_Provided records_.
= = = = = = =

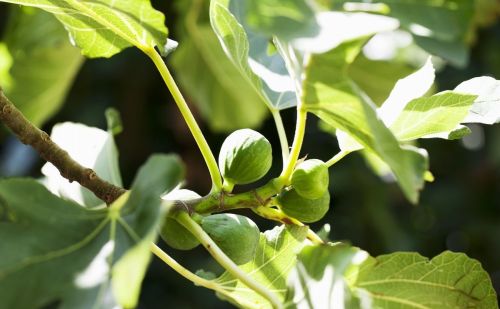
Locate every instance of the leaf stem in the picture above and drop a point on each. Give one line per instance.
(206, 152)
(282, 135)
(225, 261)
(29, 134)
(300, 129)
(186, 273)
(336, 158)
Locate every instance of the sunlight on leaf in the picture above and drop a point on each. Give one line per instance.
(92, 148)
(56, 250)
(274, 258)
(409, 280)
(104, 28)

= = = = = = =

_Task details_. Please reproduce the material above word for word, leaving out the pictures.

_Answer to the task_.
Locate every instance of the leaf stem in the picture above and drop a point on each. Give one line per instance.
(206, 152)
(282, 135)
(225, 261)
(29, 134)
(300, 129)
(186, 273)
(336, 158)
Locate every instance of the sunlight on leaf in the picture above and drop a point on each. Give one line per instance.
(92, 148)
(56, 250)
(274, 258)
(409, 280)
(104, 28)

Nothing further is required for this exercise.